Problem requirements: Please rescale only the records from the line containing "Could you please locate the green" through the line containing "xmin=0 ymin=0 xmax=300 ymax=48", writing every line again with the request lines and their sample formats left unchanged. Multiply each bounding-box coordinate in the answers by 0.7 and round it to a whole number, with halves rounding up.

* Start Records shown *

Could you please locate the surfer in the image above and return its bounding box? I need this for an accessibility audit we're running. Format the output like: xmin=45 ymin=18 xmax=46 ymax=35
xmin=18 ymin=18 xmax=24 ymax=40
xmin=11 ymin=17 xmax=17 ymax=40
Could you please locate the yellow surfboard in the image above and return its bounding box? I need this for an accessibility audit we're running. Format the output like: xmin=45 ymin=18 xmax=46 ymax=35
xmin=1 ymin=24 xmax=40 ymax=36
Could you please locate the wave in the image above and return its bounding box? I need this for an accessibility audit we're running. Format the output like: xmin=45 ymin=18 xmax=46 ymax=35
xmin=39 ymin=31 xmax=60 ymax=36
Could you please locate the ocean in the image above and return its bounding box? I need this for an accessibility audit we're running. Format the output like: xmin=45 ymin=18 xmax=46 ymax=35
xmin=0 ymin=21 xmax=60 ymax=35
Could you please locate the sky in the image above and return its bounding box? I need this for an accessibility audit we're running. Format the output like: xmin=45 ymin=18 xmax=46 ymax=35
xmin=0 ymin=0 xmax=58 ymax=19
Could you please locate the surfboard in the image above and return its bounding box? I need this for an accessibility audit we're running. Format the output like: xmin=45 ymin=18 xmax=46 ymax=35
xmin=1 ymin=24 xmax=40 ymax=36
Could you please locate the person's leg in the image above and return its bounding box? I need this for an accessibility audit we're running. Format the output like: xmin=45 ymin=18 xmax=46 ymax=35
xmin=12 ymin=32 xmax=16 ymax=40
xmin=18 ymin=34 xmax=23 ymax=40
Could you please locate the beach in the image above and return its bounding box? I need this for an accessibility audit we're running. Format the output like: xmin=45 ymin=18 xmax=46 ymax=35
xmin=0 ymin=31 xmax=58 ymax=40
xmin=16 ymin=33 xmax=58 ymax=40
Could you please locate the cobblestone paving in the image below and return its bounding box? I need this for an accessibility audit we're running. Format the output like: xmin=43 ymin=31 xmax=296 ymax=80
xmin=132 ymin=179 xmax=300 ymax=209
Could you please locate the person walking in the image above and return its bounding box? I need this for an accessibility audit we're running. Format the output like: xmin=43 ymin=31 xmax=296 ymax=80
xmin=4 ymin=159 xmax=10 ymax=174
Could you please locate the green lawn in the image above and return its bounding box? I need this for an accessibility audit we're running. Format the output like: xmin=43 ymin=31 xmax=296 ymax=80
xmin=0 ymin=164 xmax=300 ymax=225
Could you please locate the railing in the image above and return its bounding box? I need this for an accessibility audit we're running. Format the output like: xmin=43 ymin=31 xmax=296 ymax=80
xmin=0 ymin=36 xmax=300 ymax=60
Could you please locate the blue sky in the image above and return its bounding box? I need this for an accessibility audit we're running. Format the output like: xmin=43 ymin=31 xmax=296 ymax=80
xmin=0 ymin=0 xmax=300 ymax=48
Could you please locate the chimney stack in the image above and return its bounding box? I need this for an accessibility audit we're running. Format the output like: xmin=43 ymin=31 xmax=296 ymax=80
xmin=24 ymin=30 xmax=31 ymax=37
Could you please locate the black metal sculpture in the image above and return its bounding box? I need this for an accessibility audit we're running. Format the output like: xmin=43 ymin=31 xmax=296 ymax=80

* End Records shown *

Right answer:
Could you please locate the green lawn in the image above and return its bounding box? I need this for an accessibility audit we're running. Format the output like: xmin=43 ymin=31 xmax=296 ymax=80
xmin=0 ymin=115 xmax=210 ymax=158
Could you please locate the railing in the image above and return its bounding box? I need this for an accessibility audit we're running. Format the output like: xmin=43 ymin=31 xmax=296 ymax=80
xmin=0 ymin=25 xmax=210 ymax=42
Could you please locate the blue sky in the image above and return its bounding box? I need this for an accessibility audit we're running. Format the output like: xmin=43 ymin=31 xmax=296 ymax=80
xmin=0 ymin=0 xmax=210 ymax=34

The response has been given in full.